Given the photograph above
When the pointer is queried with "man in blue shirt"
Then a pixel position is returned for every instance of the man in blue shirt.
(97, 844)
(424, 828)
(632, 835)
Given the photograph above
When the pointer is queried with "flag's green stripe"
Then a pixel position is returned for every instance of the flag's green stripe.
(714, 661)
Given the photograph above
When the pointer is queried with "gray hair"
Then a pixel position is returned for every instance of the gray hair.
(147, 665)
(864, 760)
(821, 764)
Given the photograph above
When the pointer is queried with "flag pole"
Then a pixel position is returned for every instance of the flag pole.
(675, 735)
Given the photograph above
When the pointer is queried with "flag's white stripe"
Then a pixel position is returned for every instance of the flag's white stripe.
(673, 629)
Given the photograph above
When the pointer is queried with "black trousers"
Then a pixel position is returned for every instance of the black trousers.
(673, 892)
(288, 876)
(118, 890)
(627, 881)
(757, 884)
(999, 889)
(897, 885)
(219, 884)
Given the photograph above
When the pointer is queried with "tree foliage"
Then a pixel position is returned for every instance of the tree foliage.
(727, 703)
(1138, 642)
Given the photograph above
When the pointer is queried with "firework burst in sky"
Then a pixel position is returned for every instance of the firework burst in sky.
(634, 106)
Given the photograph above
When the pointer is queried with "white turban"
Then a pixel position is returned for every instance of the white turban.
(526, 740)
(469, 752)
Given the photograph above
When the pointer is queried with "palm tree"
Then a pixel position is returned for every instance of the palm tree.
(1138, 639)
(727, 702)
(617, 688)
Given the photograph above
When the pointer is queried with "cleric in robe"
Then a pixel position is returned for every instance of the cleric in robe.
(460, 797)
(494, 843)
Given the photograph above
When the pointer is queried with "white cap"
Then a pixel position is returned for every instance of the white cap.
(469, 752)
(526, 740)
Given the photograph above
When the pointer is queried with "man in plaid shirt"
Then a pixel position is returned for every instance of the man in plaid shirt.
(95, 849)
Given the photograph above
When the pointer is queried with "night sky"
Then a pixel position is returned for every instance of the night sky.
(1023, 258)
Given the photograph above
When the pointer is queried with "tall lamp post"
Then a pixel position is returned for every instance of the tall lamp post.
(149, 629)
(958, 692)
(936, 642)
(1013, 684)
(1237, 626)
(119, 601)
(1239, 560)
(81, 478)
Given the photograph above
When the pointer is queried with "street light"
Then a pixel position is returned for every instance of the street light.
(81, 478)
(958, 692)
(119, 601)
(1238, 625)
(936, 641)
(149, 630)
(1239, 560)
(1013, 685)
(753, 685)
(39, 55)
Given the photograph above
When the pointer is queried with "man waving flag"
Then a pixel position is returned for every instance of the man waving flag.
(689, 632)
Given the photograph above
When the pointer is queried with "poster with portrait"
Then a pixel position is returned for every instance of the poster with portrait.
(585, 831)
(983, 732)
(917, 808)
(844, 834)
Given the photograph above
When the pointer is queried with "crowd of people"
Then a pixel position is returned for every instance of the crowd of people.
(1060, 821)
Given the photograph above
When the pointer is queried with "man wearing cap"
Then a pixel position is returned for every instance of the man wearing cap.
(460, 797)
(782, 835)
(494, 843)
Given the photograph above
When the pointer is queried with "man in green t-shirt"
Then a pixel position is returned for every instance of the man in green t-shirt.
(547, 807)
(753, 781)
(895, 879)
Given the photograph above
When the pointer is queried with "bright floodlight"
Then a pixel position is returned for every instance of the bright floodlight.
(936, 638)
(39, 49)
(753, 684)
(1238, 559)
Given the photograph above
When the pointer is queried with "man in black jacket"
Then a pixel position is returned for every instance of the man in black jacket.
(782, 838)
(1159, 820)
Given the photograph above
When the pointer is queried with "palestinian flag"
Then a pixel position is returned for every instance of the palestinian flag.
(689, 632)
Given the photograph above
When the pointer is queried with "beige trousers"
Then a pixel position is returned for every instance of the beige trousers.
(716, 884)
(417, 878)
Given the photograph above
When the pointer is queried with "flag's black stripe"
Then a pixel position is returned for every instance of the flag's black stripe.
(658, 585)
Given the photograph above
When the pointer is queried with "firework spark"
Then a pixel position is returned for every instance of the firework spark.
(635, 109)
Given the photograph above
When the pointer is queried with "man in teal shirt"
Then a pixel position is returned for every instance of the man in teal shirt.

• AIM OF THE EXERCISE
Count the lines of the data that contain the string "teal", and reply with that number alone.

• EXERCISE RESULT
2